*Yapılacak iş*
1984 cezaevi direnişini anlatan alıntıya göre şu soruları yanıtlayın:
1. Farklı gruplardan birçok tutsak hangi tarihte ölüm orucuna başladı?
2. Yılmaz Demir bıraktığı direniş mesajında ne der?
3. Remzi Aytürk hangi davadan tutukluydu?

*Sunulan alıntı*
• • • • •

Eylül Direnişi’nde önemli kazanımlar elde edilmişti fakat 1984’e girilen günlerde devrimcilerin zaferini hazmedemeyen cunta rejimi kazanımları geri almak istiyordu. Askeri komuta sistemini yeniden cezaevinde oturtmak ve tek tip elbiseyi kabul ettirmeyi amaçlıyorlardı. Yeni yılla beraber mahkemeye, görüşe giden devrimcilere saldırılar da başladı. 1984 Ocak ayının ilk günleri cezaevi idaresi koğuşlara hoparlörden “Tek tip elbise giyeceksiniz, askeri kurallara uyacaksınız” duyurusu yapınca tutsaklar arasında direniş tartışmaları da yeniden başlamış oldu. İlk direnişler ayaklanma biçimindeydi. Koğuşların kapıları kapandı ve kapıların arkasında barikat kuruldu. 14 Ocak 1984'de ise farklı gruplardan birçok tutsak protesto etmek ve saldırıları durdurmak için ölüm orucuna başladı.

Tek tip elbise direnişi

Direnişi daha en başında bastırmayı amaçlayan idare onlarca gardiyanla koğuşları basıp tutsakları zorla sinema salonuna, hamama götürerek işkenceyle tek tip elbise giydirmeye çalışır. Tutsakların bir kısmı 36’ncı koğuşa götürülürken koğuşlarında kalanlar barikat kurmaya başlar. Askerler, demir kapıları söküp sert darbelerle barikatları yıka yıka koğuşlara girmeye; tutsaklara işkence uygulamaya çalışır. 19 Ocak günü sıra 19’uncu koğuşa geldiğinde Özgürlük Yolu davasından yargılanan, Konya Kürtlerinden Yılmaz Demir, işkenceleri durdurmak için yaşamını ortaya koyar. Eylemini yaparken bıraktığı direniş mesajında ise “Özgürlük için savaşmayana özgürlükçü denmez” der. Demir’in eylemini duyan diğer koğuşlarda direniş daha yükselir.

 

 

Büyükkaya işkenceyle katledildi

Tarih 23 Ocak’ı gösterdiğinde sıra 24’üncü koğuşa gelmiştir. Baskın sırasında çevre koğuşlar da sloganlarla kapı ve pencere demirlerine vurarak protesto etmeye başladılar. Gardiyanlar 4-5 saat boyunca coplarla, kalaslarla, zincirlerle kenetlenen tutsakları hamama ve sinema salonuna götürmeye çalıştılar. O sırada 25’inci koğuştan iki tutsağın fedai eylem gerçekleştirdiği duyulur. Duvar gözetleme deliklerinden hortumla tüm koğuşa su sıkan askerler, fedai eylem yapan iki tutsağı alıp götürür. Koğuş baskınları arttıkça ölüm orucuna girenlerin sayısı da artar. Bir yandan da fedai eylemler devam eder. 24 Ocak’ta ise Necmettin Büyükkaya hamamda işkence edilerek katledilir. Rizgari-Ala Rizgarî davasından tutuklu Remzi Aytürk ise zulmü ve baskıları protesto etmek, siyasi tutsaklar üzerindeki baskıları azaltmak için 25 Ocak’ta yaşamına son verir.

• • • • •

*Veri satırları*
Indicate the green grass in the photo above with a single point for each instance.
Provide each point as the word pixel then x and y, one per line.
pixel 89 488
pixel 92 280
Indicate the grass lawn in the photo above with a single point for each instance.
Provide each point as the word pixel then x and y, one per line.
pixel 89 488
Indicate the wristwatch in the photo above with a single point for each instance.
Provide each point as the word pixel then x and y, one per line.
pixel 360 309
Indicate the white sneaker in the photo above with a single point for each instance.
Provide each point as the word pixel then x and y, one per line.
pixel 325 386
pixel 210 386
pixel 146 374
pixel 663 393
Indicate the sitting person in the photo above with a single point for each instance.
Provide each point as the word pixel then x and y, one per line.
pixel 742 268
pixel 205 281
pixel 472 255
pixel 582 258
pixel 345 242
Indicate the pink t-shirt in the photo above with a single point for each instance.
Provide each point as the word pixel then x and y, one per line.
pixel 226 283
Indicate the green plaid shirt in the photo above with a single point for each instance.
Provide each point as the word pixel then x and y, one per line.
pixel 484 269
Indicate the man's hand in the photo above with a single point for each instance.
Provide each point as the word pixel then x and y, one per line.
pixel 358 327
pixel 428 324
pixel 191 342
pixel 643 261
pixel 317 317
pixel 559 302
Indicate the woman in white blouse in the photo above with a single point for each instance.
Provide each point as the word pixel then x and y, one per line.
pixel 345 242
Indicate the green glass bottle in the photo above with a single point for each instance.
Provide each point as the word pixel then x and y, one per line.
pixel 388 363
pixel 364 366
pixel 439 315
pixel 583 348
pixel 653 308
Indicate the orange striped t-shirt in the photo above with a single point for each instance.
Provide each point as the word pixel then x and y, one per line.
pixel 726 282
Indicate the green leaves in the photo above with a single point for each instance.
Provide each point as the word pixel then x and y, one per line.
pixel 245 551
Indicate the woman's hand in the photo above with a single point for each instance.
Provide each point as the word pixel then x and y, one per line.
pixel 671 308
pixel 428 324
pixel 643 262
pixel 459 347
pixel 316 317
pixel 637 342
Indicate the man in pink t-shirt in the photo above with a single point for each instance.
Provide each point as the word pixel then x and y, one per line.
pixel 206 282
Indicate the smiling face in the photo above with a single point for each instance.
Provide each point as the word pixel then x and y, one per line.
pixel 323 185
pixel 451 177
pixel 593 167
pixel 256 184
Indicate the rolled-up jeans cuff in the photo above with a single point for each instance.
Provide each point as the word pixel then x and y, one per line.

• • • • •

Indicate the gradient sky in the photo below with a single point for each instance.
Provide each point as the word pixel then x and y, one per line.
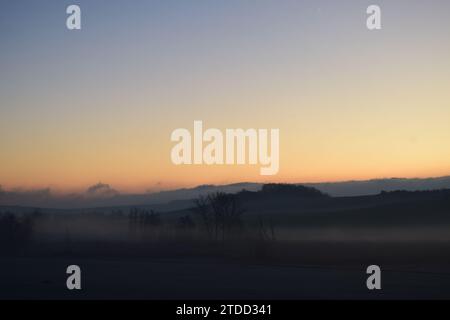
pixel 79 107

• • • • •

*Görevin sonucu*
1. 14 Ocak 1984'te.
2. "Özgürlük için savaşmayana özgürlükçü denmez" der.
3. Rizgari-Ala Rizgarî davasından tutukluydu.